Required work: The listing below is to be copied in full, line by line.

__________

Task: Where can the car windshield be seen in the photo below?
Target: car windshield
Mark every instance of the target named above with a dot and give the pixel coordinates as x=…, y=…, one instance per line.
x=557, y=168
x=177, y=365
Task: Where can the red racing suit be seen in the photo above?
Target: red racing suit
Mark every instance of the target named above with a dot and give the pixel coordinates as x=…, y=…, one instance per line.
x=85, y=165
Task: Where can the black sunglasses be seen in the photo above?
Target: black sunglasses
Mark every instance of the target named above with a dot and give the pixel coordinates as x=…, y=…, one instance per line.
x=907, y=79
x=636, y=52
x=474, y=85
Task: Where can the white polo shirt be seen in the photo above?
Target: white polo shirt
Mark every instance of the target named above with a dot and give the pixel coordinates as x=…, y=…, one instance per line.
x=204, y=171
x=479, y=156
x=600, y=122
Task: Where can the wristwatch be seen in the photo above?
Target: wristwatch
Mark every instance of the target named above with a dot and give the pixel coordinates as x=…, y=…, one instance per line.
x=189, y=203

__________

Written answer:
Task: Where can the car windshield be seen in the photo below?
Target: car windshield
Mark every instance of the target named above with a dot and give the pixel coordinates as x=…, y=…, one instance per line.
x=557, y=168
x=177, y=365
Task: Where can the red racing suit be seen in the photo above?
Target: red racing suit
Mark every instance of the target named above with a dot and give the pixel coordinates as x=…, y=…, one instance per line.
x=85, y=165
Task: Where can the black sunglasses be seen in the photo above?
Target: black sunglasses
Mark every instance of the target named above with a dot and give the pixel coordinates as x=…, y=…, one instance per line.
x=907, y=79
x=636, y=52
x=474, y=85
Task: Where can the white polo shirt be seen in the photo above?
Target: white polo shirt
Mark every instance of the target named above with a dot and give the pixel coordinates as x=…, y=…, one instance per line.
x=204, y=171
x=479, y=156
x=600, y=122
Task: Where can the wristwatch be seen in the photo above?
Target: wristwatch
Mark every instance of the target named above with a dot and give the pixel coordinates as x=…, y=…, one instance per line.
x=189, y=203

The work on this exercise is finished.